───── RECORD SET ─────
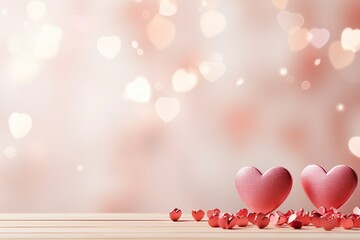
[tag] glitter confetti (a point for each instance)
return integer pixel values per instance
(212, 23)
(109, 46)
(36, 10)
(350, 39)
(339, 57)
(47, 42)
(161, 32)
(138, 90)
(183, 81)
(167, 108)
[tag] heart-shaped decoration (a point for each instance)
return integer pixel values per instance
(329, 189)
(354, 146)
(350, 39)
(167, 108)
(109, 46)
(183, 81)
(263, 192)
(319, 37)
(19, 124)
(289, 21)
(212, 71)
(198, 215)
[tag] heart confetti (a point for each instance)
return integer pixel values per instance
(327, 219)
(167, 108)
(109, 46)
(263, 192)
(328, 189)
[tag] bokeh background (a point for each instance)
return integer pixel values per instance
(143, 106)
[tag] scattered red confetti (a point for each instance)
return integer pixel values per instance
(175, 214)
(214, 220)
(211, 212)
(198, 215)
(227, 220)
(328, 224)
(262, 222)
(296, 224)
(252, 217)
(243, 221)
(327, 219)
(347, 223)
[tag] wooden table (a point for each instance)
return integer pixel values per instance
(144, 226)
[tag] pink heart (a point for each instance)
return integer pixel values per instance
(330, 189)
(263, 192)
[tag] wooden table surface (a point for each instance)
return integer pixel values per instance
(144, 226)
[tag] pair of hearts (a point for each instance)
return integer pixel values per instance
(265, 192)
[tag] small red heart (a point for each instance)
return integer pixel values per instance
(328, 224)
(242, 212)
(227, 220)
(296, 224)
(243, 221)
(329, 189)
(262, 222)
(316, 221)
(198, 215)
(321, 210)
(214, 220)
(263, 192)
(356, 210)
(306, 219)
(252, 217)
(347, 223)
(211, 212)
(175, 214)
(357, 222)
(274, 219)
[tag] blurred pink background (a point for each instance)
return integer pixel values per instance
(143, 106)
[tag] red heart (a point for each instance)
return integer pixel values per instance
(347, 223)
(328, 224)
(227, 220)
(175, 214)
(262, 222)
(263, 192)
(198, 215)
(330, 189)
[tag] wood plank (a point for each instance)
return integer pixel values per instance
─────
* **WORK TO BE COMPLETED**: Turn everything from the line containing "[tag] blurred pink" down to the end of the listing above, that line included, into a numbered list, leaving out any blank lines.

* **OUTPUT OF THE TASK**:
1. [tag] blurred pink background (a point for each instance)
2. return integer pixel values per instance
3. (143, 106)
4. [tag] red heart (a point for each instance)
5. return integer pixel values per instance
6. (347, 223)
7. (328, 224)
8. (227, 220)
9. (175, 214)
10. (262, 222)
11. (263, 192)
12. (198, 215)
13. (330, 189)
14. [tag] wood plank (a point for each instance)
15. return integer pixel values per instance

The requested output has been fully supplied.